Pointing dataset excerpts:
:::

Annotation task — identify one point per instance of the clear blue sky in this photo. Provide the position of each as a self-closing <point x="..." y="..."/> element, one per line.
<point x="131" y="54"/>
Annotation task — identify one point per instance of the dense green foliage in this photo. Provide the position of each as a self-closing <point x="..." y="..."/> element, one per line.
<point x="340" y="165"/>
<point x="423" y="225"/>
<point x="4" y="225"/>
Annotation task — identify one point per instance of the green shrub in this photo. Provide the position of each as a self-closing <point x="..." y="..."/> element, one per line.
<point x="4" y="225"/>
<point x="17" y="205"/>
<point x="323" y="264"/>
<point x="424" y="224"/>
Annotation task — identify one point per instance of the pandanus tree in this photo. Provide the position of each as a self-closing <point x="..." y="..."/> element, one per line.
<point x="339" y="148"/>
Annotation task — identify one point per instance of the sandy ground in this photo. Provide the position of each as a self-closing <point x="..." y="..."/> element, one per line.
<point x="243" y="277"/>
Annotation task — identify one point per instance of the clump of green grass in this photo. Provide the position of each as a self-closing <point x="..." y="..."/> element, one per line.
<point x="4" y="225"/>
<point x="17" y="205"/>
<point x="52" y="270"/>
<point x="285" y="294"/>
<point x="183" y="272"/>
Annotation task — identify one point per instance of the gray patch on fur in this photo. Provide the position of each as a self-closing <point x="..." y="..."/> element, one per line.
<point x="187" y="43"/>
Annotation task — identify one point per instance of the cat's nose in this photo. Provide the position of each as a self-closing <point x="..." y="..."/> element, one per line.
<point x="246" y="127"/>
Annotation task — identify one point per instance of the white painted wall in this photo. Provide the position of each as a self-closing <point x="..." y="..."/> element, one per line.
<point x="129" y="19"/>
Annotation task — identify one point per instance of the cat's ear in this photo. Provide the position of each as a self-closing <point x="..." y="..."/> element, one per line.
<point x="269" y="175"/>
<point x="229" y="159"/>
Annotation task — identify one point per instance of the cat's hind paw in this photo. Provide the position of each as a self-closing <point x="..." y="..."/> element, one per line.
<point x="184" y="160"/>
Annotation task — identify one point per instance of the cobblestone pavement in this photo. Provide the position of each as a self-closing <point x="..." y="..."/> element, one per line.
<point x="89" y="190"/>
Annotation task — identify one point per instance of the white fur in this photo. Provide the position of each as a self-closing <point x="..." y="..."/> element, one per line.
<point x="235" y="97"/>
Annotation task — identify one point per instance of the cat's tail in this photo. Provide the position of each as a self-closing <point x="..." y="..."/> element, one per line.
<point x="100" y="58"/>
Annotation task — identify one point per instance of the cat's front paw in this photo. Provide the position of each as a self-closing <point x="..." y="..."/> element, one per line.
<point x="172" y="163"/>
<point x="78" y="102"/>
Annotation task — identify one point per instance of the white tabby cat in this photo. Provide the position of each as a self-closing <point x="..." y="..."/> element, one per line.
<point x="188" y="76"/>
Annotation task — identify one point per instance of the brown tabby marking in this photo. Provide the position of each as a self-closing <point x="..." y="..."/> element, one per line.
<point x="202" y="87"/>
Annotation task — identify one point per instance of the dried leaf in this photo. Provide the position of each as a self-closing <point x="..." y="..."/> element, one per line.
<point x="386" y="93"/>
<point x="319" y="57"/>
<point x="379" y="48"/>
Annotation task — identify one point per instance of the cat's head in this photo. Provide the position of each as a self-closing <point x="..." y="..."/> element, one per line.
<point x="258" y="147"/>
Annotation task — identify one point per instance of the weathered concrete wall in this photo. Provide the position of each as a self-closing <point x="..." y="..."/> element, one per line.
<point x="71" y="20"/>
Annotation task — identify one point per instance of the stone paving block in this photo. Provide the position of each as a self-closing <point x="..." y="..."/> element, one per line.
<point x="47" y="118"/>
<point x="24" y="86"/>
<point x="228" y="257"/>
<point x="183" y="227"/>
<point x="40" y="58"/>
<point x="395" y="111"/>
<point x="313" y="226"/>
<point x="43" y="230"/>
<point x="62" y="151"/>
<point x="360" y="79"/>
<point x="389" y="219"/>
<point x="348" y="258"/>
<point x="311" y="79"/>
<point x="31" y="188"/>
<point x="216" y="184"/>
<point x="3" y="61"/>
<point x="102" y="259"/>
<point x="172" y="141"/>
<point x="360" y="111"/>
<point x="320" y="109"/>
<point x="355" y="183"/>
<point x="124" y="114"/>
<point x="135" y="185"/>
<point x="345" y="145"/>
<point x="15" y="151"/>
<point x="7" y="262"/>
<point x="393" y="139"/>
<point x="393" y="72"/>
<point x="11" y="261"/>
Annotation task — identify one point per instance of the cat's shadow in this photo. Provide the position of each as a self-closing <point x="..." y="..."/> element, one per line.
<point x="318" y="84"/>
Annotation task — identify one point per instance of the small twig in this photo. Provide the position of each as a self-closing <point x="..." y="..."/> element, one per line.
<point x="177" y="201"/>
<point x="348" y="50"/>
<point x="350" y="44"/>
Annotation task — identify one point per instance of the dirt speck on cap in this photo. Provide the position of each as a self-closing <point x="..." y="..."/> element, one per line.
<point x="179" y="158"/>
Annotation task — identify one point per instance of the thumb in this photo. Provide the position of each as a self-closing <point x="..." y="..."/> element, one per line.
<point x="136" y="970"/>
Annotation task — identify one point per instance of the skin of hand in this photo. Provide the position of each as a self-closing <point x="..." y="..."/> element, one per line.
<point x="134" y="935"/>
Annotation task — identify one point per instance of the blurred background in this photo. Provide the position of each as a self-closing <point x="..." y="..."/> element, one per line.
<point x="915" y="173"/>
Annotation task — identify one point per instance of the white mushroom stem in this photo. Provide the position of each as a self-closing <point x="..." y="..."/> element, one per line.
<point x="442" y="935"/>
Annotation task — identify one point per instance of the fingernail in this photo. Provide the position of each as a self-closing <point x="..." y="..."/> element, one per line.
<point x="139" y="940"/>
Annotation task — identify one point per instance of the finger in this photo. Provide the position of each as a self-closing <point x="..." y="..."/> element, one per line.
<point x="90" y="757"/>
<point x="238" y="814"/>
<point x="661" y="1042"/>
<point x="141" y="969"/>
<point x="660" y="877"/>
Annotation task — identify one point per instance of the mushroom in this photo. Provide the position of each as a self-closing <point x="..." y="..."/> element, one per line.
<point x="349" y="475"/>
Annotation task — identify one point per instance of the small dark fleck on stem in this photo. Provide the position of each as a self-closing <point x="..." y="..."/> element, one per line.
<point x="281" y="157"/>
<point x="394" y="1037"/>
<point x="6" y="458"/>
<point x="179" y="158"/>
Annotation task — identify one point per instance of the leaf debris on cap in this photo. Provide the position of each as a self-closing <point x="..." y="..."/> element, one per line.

:::

▸ **Your instructions**
Take the lines from the one containing "of the mushroom" to the last line of the material above and write them out exactly.

▸ **Solution for this task**
Annotation task — identify one point per instance of the mushroom in this photo. Provide the position of each as a self-closing <point x="..." y="..."/> element, one per line.
<point x="349" y="475"/>
Annotation task — identify one point per instance of the small dark fleck on stem in this photo. Provide the position of each as a self-closing <point x="..." y="..."/> element, one per line.
<point x="281" y="157"/>
<point x="394" y="1037"/>
<point x="6" y="458"/>
<point x="179" y="158"/>
Annotation task — identify one point per instance of the leaf debris on cap in this photo. Provide the position of each as a self-closing <point x="..." y="..."/> element, one per line.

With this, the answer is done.